TASK BRIEF: Every single entry should be printed exactly.

PROVIDED INFORMATION:
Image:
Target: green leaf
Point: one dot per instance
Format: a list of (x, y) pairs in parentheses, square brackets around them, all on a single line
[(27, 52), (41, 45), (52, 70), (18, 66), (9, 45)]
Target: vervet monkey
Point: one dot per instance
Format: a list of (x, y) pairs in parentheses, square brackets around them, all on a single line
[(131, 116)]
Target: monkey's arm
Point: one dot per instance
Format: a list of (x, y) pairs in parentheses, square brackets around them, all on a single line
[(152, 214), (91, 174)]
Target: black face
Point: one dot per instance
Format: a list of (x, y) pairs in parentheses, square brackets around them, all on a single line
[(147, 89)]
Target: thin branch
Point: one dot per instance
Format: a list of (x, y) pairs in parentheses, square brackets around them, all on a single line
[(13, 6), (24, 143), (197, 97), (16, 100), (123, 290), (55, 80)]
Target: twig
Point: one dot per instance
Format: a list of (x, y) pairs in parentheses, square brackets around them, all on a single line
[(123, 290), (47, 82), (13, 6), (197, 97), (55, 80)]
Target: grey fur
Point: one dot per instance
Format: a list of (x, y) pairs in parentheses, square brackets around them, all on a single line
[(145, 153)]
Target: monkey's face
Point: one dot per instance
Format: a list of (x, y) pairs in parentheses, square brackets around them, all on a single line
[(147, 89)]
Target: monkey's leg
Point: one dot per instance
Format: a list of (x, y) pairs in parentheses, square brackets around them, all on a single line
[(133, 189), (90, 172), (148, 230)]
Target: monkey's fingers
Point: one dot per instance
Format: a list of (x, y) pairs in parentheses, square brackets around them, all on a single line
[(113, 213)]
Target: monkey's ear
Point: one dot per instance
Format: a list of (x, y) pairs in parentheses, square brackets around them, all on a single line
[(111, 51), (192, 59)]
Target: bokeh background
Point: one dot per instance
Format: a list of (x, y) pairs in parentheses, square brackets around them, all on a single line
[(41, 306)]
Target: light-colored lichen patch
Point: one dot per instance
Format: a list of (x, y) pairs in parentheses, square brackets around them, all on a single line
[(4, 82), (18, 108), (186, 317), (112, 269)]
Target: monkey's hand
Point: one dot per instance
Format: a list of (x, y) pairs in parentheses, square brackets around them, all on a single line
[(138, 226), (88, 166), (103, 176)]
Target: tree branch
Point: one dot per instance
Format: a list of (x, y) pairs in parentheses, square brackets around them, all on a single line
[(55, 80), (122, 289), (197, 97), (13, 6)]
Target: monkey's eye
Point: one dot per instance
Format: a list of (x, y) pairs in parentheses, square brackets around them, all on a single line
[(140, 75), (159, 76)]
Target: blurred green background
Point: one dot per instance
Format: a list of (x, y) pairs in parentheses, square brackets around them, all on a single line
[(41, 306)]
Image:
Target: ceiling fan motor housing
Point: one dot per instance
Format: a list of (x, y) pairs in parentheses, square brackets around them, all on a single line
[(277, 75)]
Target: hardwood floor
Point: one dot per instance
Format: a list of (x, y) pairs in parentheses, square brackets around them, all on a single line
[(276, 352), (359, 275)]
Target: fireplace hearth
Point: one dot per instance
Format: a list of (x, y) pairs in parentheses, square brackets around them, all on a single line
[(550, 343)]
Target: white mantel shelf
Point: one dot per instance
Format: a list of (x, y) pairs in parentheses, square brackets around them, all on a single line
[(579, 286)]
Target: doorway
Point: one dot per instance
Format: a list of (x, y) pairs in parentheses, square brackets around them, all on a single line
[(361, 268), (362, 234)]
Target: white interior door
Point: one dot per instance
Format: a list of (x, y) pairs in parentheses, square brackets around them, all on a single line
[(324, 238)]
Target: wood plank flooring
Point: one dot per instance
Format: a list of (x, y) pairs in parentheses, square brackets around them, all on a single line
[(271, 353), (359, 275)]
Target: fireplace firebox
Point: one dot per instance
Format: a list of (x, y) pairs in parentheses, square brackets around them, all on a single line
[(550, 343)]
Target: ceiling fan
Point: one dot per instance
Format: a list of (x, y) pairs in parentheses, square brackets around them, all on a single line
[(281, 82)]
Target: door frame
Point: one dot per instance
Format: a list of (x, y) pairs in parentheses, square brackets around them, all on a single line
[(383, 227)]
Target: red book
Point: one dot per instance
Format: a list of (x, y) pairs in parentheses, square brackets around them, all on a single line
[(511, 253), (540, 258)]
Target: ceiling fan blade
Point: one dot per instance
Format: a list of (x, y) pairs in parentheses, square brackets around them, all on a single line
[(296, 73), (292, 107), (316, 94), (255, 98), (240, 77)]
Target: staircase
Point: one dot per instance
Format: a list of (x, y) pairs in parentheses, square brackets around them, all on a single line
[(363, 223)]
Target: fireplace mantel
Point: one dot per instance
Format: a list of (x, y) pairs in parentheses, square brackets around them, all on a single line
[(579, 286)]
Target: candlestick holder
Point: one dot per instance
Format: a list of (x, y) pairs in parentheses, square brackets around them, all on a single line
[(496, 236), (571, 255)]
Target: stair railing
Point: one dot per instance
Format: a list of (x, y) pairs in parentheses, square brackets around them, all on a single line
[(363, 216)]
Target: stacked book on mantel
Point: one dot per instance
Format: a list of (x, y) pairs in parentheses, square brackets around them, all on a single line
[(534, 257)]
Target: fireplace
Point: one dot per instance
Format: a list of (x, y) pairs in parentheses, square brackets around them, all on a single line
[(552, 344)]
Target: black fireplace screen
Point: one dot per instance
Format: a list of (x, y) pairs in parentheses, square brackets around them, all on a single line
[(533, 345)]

WRITTEN ANSWER:
Image:
Target: green leaf
Point: one dot per instance
Format: a list of (x, y) pairs in parentheses, square brackets around them, all on a single line
[(27, 52), (41, 45), (52, 70), (18, 66), (9, 45)]
Target: vervet monkey
Point: one dot per instance
Format: a list of (x, y) pairs in parentheses, square brackets around them, all on a single line
[(131, 116)]
Target: monkey's arm
Point: one dot per instance
Format: a list of (x, y) pairs in parentheses, square brackets around them, all on a single line
[(152, 214), (91, 174)]
Target: black face
Point: one dot per instance
Format: a list of (x, y) pairs in parentheses, square brackets around them, all on a single line
[(147, 89)]
Target: thin branch
Point: one dot per instance
Format: a list of (x, y) pairs in parentheses, square brackets around them, all on a single line
[(13, 6), (24, 143), (197, 97), (16, 100), (123, 290), (55, 80)]
Target: twig
Point: one dot per instance
Format: a list of (x, y) pairs in parentheses, square brackets around them, all on a single line
[(123, 290), (47, 82), (13, 6), (197, 97), (55, 80)]
Target: grey fur
Point: one dot per instance
Format: a list of (x, y) pairs in parentheses, square brackets around them, all on a single line
[(145, 153)]
Target: monkey's face
Point: one dot per instance
Format: a list of (x, y) pairs in parentheses, square brackets around them, all on a single line
[(147, 89)]
Target: monkey's leg
Point: one dot per instance
Format: a list of (x, y) pairs in parentheses, square brackets around them, all on a single line
[(133, 189), (90, 172), (148, 230)]
Target: monkey's fingers
Point: one dot per instance
Format: a list of (x, y) pairs in parentheses, square brackets around them, all on a single line
[(113, 213)]
Target: monkey's ear
Point: one dot per instance
Format: a list of (x, y) pairs in parentheses, square brackets around them, all on a single line
[(111, 51), (192, 59)]
Target: bokeh background
Point: one dot per instance
Format: a list of (x, y) pairs in parentheses, square brackets around them, all on a single line
[(41, 306)]
Target: light-colored lichen patch
Point: one dot per instance
Format: a list of (x, y) pairs in parentheses, square brackets around them, all on a single line
[(4, 82), (18, 108), (186, 317), (112, 269)]
Target: monkey's hand
Point: one dot per instance
Format: a list of (x, y) pairs in parentheses, square brackets around them, all on a single line
[(138, 226), (88, 166), (103, 176)]
Target: tree branch
Point: one dot per instance
Format: a list of (x, y) pairs in parentheses, square brackets around them, all on a single line
[(55, 80), (122, 289), (197, 97), (13, 6)]
Target: monkey's eye
Point: one dot per instance
Format: a list of (x, y) pairs in parentheses, square brackets around them, all on a single line
[(140, 75), (159, 76)]
Target: blurred green background
Point: one dot per instance
Format: a list of (x, y) pairs in parentheses, square brackets around them, all on a single line
[(41, 306)]
Image:
Target: ceiling fan motor housing
Point: one dot per instance
Format: a list of (x, y) pairs in parentheses, square brackets around them, all on a single line
[(277, 75)]
Target: hardwood floor
Point: one dot per instance
Format: a list of (x, y) pairs in parentheses, square brackets around them, all on a single line
[(276, 352), (359, 275)]
Target: fireplace hearth
Point: one dot per instance
Format: a list of (x, y) pairs in parentheses, square brackets around them, all on a single line
[(550, 343)]
Target: white mantel shelf
Point: one dot per instance
Format: a list of (x, y) pairs in parentheses, square brackets around them, all on a single line
[(579, 286)]
Target: doorway
Point: one dot per instance
Format: a list of (x, y) pairs in parentheses, square brackets around them, all on a single line
[(361, 268), (362, 234)]
Target: white interior door
Point: one dot per instance
Format: a list of (x, y) pairs in parentheses, square brackets around them, all on a single line
[(324, 238)]
Target: wood plank flooring
Point: one dot per instance
Format: a list of (x, y) pairs in parentheses, square brackets around them, all on a single line
[(271, 353), (359, 275)]
Target: fireplace firebox
Point: one dot per instance
Format: a list of (x, y) pairs in parentheses, square brackets around them, all on a single line
[(550, 343)]
Target: ceiling fan
Point: one dot per instance
Format: a list of (x, y) pairs in parentheses, square brackets around them, all on a single line
[(281, 82)]
Target: door frame
Point: one dot per instance
Format: a list of (x, y) pairs in parentheses, square brackets around them, all on a single line
[(383, 227)]
Target: red book
Point: one dot per instance
Format: a list of (x, y) pairs in parentheses, square brackets around them, all on a single line
[(511, 253), (540, 258)]
Target: ceiling fan blade
Point: one dot per instance
Format: a list of (x, y) pairs in parentheses, square brackets around them, all on a single line
[(296, 73), (292, 107), (316, 94), (255, 98), (240, 77)]
Target: staircase
Point: one dot per instance
Format: a list of (x, y) pairs in parentheses, square brackets around them, all on a single line
[(363, 223)]
Target: fireplace mantel
Point: one dot per instance
Format: a list of (x, y) pairs in parentheses, square brackets around them, all on a single line
[(579, 286)]
Target: candlestick holder
Point: one dot per instance
Format: a list of (x, y) pairs in parentheses, square brackets around them, all on a single line
[(496, 236), (571, 255)]
Target: stair railing
Point: one dot per instance
Format: a list of (x, y) pairs in parentheses, square brackets around them, all on a single line
[(363, 216)]
Target: stacked book on mantel
Point: one dot per instance
Format: a list of (x, y) pairs in parentheses, square brackets around them, all on a single line
[(534, 257)]
Target: fireplace
Point: one dot per instance
Format: a list of (x, y) pairs in parentheses, square brackets around them, all on a single line
[(552, 344)]
Target: black fireplace screen
Point: one dot per instance
Format: a list of (x, y) pairs in parentheses, square brackets around them, all on a single line
[(533, 345)]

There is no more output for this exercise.